* **Work to complete**: Return each line in the data below that contains the string "knee", copied unchanged.

* **Records**:
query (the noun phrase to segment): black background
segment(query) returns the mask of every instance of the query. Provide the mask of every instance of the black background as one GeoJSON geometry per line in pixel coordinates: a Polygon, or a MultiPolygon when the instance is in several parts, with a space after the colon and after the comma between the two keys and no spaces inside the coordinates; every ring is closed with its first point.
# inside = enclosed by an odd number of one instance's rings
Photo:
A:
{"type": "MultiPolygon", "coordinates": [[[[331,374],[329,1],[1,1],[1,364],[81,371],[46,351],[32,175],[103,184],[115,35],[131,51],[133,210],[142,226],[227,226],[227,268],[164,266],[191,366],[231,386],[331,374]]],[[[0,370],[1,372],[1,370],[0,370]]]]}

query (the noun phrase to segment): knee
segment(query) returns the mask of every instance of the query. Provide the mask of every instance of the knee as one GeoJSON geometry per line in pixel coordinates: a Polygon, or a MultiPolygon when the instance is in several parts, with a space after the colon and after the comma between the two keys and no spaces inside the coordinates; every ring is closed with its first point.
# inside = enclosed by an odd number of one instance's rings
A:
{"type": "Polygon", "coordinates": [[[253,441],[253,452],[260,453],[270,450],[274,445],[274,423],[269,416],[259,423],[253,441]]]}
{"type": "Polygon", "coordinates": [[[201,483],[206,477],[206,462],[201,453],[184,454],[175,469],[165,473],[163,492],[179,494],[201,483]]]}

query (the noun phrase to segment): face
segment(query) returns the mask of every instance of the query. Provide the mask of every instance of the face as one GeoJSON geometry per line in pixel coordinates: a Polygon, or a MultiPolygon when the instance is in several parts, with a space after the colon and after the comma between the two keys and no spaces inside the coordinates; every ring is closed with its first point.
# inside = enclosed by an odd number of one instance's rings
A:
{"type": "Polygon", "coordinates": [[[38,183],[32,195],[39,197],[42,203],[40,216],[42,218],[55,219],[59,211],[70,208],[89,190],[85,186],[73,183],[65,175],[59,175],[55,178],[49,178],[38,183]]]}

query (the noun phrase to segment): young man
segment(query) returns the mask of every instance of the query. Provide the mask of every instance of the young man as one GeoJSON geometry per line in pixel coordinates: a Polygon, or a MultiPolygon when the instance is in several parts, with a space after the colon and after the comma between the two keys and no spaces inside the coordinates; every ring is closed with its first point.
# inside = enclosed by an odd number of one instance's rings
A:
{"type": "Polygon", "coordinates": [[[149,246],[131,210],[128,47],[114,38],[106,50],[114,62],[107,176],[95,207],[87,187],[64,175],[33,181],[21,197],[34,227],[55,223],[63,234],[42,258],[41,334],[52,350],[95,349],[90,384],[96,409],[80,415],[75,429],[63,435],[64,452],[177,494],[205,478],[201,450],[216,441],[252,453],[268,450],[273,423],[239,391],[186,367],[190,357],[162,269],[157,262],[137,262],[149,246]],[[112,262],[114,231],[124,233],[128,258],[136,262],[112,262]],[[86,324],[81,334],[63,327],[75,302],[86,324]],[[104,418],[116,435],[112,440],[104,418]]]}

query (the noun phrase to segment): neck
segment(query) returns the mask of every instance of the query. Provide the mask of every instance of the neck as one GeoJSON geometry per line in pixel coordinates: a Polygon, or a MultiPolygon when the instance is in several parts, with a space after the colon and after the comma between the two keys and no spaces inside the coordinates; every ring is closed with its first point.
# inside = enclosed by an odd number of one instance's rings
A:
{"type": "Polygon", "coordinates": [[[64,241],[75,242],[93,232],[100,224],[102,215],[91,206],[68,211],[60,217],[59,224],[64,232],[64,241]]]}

* **Answer**:
query (the noun phrase to segment): knee
segment(query) returns the mask of every instance of the query. Provide the mask of every instance of the knee as one GeoJSON geometry per line in pixel coordinates: a Polygon, or a MultiPolygon when the instance is in several parts, with a space after the colon and after the comma between the two keys and no spaces inside the coordinates; every ring is closed with its first point.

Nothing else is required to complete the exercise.